■ Excerpted data
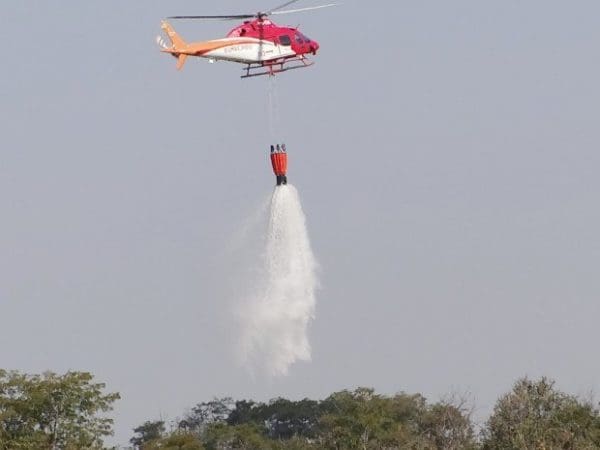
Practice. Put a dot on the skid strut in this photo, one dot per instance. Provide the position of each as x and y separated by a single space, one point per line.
273 67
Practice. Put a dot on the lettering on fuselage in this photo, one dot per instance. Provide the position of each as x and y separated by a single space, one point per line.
237 48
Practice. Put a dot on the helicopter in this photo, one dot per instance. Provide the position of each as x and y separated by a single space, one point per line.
263 46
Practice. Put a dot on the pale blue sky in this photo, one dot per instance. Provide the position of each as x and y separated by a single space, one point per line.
446 154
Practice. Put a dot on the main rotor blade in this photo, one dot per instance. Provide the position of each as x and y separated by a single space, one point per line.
310 8
232 17
281 6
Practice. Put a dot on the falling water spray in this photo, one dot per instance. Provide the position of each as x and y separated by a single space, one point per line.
276 312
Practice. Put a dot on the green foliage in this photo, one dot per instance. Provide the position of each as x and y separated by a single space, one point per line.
147 432
175 441
243 437
53 411
534 415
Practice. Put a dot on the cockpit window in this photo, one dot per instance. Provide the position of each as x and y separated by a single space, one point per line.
307 40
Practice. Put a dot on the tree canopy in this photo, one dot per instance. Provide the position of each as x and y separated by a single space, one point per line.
51 411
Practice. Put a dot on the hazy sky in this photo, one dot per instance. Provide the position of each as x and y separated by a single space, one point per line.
446 154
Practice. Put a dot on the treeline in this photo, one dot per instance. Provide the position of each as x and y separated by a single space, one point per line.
534 415
70 412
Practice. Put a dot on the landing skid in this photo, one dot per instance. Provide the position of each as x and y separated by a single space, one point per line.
273 67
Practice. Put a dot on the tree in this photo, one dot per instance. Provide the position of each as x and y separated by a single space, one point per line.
447 425
53 411
535 415
176 441
220 436
206 413
147 432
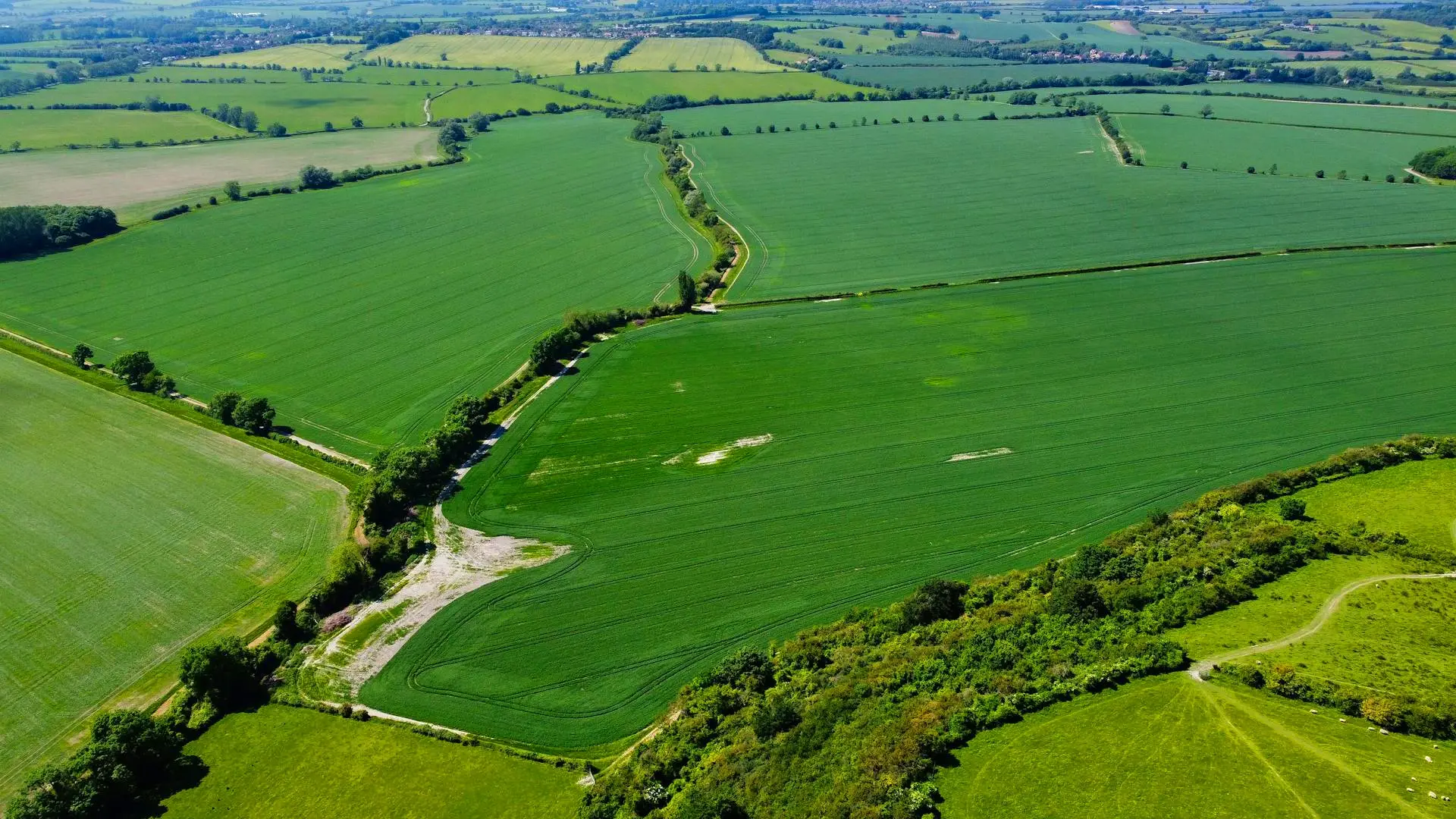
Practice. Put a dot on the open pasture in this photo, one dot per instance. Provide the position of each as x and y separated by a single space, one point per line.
637 86
530 55
127 180
789 115
1220 145
971 76
683 55
1002 206
1156 746
57 129
296 55
362 770
402 293
130 534
727 480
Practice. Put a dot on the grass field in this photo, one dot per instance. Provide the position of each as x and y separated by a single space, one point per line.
1392 637
730 480
637 86
55 129
140 534
666 53
968 76
1168 746
1280 607
284 763
742 120
297 55
1002 206
1417 500
1218 145
127 180
530 55
402 293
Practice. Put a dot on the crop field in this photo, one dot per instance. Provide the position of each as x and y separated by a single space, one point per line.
789 115
363 328
1386 637
297 55
637 86
946 433
1408 120
667 53
126 180
362 770
1158 746
55 129
302 107
1002 206
970 76
1282 607
530 55
1417 500
1219 145
140 534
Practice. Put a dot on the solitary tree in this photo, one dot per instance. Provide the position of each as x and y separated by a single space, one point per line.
255 416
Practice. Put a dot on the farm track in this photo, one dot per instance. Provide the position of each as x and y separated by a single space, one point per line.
1308 630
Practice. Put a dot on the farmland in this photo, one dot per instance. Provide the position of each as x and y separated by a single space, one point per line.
331 324
142 534
1219 145
1156 746
53 129
1002 206
362 770
992 407
126 180
530 55
717 53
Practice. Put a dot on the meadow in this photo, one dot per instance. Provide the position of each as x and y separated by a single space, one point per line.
667 53
1002 206
1219 145
1155 748
970 76
362 770
402 293
140 534
728 480
130 180
530 55
296 55
57 129
638 86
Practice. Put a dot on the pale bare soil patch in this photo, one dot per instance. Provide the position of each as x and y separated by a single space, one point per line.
118 178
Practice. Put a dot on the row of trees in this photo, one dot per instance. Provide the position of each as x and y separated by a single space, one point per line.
851 719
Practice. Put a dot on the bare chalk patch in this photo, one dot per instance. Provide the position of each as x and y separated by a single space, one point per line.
981 453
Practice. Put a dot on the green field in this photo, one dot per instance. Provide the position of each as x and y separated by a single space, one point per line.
402 293
683 55
1417 500
286 763
139 183
1002 205
637 86
1171 746
789 115
1219 145
530 55
299 55
730 480
55 129
128 535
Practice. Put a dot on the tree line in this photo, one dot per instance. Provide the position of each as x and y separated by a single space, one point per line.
854 717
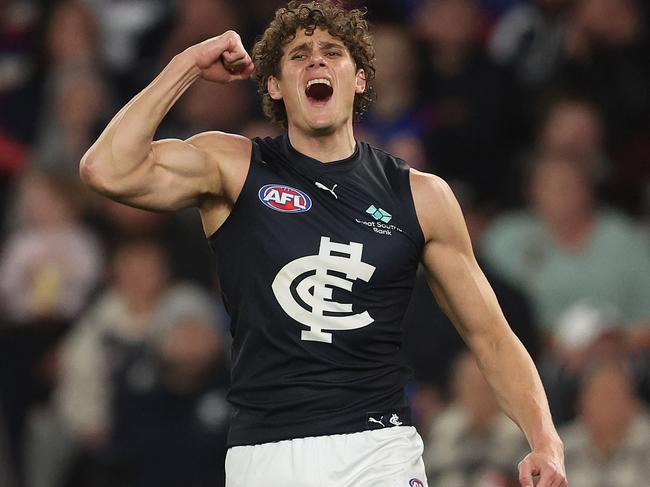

■ Instruction
Reproduce all of the records above verbatim, leaving out the pictures.

■ Answer for this exercise
Practice. Put a dot on the skid strut in this photo, one dot per instance. Provide the position of each as x and y separated by a single space, one point per line.
273 67
Practice. Put a dot on the lettering on fuselage in this photo, one dot per instance. Provide the position of each as x and y separated by a single space, one point per line.
237 48
Practice. Put a dot on the helicopter in this photo, one dot per instance. Provide the position of each as x and y separated by a single space, one point per line.
263 46
Practice. Put a dot on the pale blue sky in this photo, one dot per instance. Provide the position of each as x and y separated by a single space, one point per line.
446 154
Practice. Put a dot on the main rotor blade in this photo, one dot per instance. Provide the position of each as x and y separated by a single space, one point per line.
310 8
232 17
281 6
Practice. Put a dot on the falling water spray in this photo, one dot per instance. Provide the position of each as x and y separated by a single space, one point per line.
276 312
Practice. Put a dot on the green foliage in this photo, one dot per instance. Provide the position of each as x and y separated by a single space, one point per line.
147 432
175 441
243 437
53 411
534 415
Practice. Put a dot on the cockpit window in this photo, one dot per instance. Provide the position of each as x and y separated by a single space, one point per line.
307 40
Practice. Put a dot on the tree canopy in this photo, one dot per instance. Provide the position of each as x and y separated by a single space, one point per line.
51 411
Practice. Put a dot on the hazy sky in this photo, one dot per instance. Provide the position of each as x and y separated by a single space, one point per line.
446 154
Practice. Put a dot on the treeline in this photo, one dot per instance. Provide the position of each as x and y separated by a single space, one point per line.
534 415
70 412
Practice. Put a dot on the landing skid in this photo, one dot per instance. Provide the position of each as x and y separated by a single space, one point per line.
273 67
Practice. Put a dot on the tree in this photo, one dot per instance. Provide the position of each as x and y separated by a single space, one point per line.
447 425
53 411
535 415
176 441
220 436
206 413
147 432
Practice. Put a dot on the open pasture in this photo, one dot per instance. Provide the position of each as x and y separated by a single space, one point per line.
637 86
530 55
127 180
789 115
1220 145
971 76
683 55
1002 206
1156 746
57 129
296 55
362 770
402 293
130 534
727 480
Practice. Put a dot on the grass field in this photo, one dot per instance. Provide the position of each as x and y separated by a single space, one point per line.
1392 637
730 480
637 86
55 129
140 534
666 53
968 76
1168 746
1280 607
284 763
742 120
297 55
1002 206
1417 500
1218 145
127 180
530 55
402 293
Practice. Put a dot on the crop field in this photo, one dot per instance. Provide the position of each as x and y separated by a single space, one point per line.
789 115
363 328
1386 637
297 55
637 86
946 433
1408 120
667 53
126 180
362 770
1158 746
55 129
302 107
1002 206
970 76
1282 607
530 55
1417 500
1219 145
140 534
Practice. Put a dot on the solitary tree in this photo, one dot per instance. Provide the position of each as x and y separated by a single space, one point per line.
255 416
Practice. Put a dot on the farm track in this photo, one dot per instance. Provide the position of each as x and y separated by a single space, one point per line.
1308 630
Practice. Put a dot on the farmland in this photo, one dot per instance. Provide the position of each as x and y separated by a single space, one point per line.
331 324
142 534
1219 145
1156 746
53 129
1002 206
362 770
992 407
126 180
530 55
717 53
Practice. Put a dot on the meadow in this photo, one dot per instance. Provide the position of each as x and y separated by a single space, one point per line.
667 53
1002 206
1219 145
1155 748
970 76
362 770
402 293
140 534
728 480
130 180
530 55
296 55
57 129
638 86
Practice. Put a dot on the pale bare soil patch in this photo, one dot per instance. Provide the position of each as x and y separated by a single space, one point per line.
118 178
Practice. Put a dot on the row of trees in this photo, one dot per instance. Provide the position of each as x and y separated by a single space, one point per line.
851 719
Practice. Put a dot on the bare chalk patch in this photo, one dot per instance. Provide the position of each as x and y separated by a single space, one point per line.
981 453
Practice. Put a dot on the green field in this photo, one dot per instance. Provide the position of each as x and y separated by a single space, one point per line.
402 293
683 55
1417 500
286 763
139 183
1002 205
637 86
1171 746
789 115
1219 145
530 55
299 55
730 480
55 129
128 535
Practice. Put a dot on the tree line in this photo, one dot per instance. Provide the position of each as x and y separated by a single space, one point per line.
854 717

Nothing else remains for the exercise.